◆ **Task directions**
Reproduce the entries word for word, and omit any picture you find in them.

(Image region outline records)
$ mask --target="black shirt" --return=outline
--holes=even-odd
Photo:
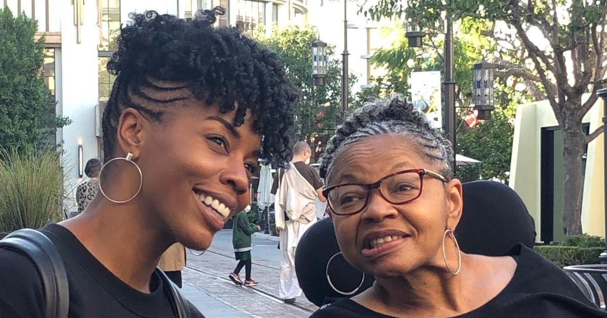
[[[320,176],[318,175],[318,173],[316,172],[316,170],[314,168],[305,164],[305,162],[303,161],[297,161],[297,162],[293,162],[293,165],[295,166],[295,168],[297,170],[297,171],[304,177],[304,179],[308,181],[308,183],[312,185],[314,190],[318,190],[322,187],[324,184],[322,182],[322,179],[320,179]],[[279,170],[280,171],[280,176],[284,174],[285,170],[280,168]],[[270,193],[273,195],[276,194],[276,190],[278,190],[278,175],[279,173],[277,172],[274,175],[274,181],[272,183],[272,190]]]
[[[166,289],[169,286],[155,272],[151,292],[141,292],[114,275],[67,229],[49,224],[41,230],[57,247],[67,272],[69,317],[175,317]],[[0,317],[44,317],[44,299],[33,263],[0,249]],[[194,317],[203,317],[189,305]]]
[[[591,303],[560,268],[519,244],[508,254],[516,260],[514,275],[504,289],[481,307],[458,317],[607,317]],[[313,318],[393,318],[348,299],[324,306]]]

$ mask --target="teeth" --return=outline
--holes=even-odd
[[[385,243],[395,241],[399,238],[401,238],[401,237],[397,235],[387,236],[383,238],[376,238],[371,241],[371,247],[375,249],[375,247],[381,246],[382,244]]]
[[[200,195],[199,196],[200,201],[206,204],[207,206],[211,206],[217,212],[219,212],[220,214],[223,216],[224,218],[227,218],[229,215],[231,210],[230,209],[226,206],[223,203],[220,203],[219,200],[216,199],[213,199],[211,196],[206,196],[205,195]]]

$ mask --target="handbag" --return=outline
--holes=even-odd
[[[70,293],[67,274],[59,252],[43,232],[31,229],[15,231],[0,240],[0,249],[25,255],[38,269],[44,294],[44,317],[67,318]],[[191,316],[190,307],[177,287],[160,269],[156,268],[166,287],[169,300],[178,318]]]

◆ **Output of the task**
$ mask --target="black shirt" --return=outline
--holes=even-odd
Photo:
[[[320,176],[318,175],[318,173],[316,172],[316,170],[314,168],[305,164],[305,162],[303,161],[297,161],[297,162],[293,162],[293,165],[295,166],[295,168],[297,170],[297,171],[304,177],[304,179],[308,181],[308,183],[312,185],[314,190],[318,190],[322,187],[324,184],[322,182],[322,179],[320,179]],[[279,170],[280,171],[280,176],[284,174],[285,170],[280,168]],[[270,193],[273,195],[276,194],[276,190],[278,190],[278,175],[279,173],[277,172],[274,175],[274,181],[272,183],[272,190]]]
[[[166,289],[169,286],[155,272],[151,292],[141,292],[114,275],[67,229],[49,224],[41,230],[57,247],[67,272],[69,317],[175,317]],[[0,317],[44,317],[44,299],[33,263],[0,249]],[[194,317],[203,317],[189,305]]]
[[[591,303],[560,268],[519,244],[508,254],[516,260],[514,275],[504,289],[481,307],[458,317],[607,317]],[[313,318],[393,318],[348,299],[324,306]]]

$ mask --target="teeth" --return=outline
--holes=even-odd
[[[385,243],[395,241],[399,238],[401,238],[401,237],[397,235],[387,236],[383,238],[376,238],[371,241],[371,247],[375,249],[375,247],[381,246],[382,244]]]
[[[200,195],[199,196],[200,201],[206,204],[207,206],[211,206],[217,212],[219,212],[220,214],[223,216],[224,218],[227,218],[229,215],[231,210],[230,209],[226,206],[223,203],[220,203],[219,200],[216,199],[213,199],[211,196],[206,196],[205,195]]]

$ mask --target="handbag" --return=outline
--holes=even-odd
[[[70,293],[67,274],[59,252],[43,232],[31,229],[15,231],[0,240],[0,249],[25,255],[38,269],[44,294],[44,317],[67,318]],[[191,316],[190,307],[177,287],[160,269],[156,268],[166,287],[169,300],[178,318]]]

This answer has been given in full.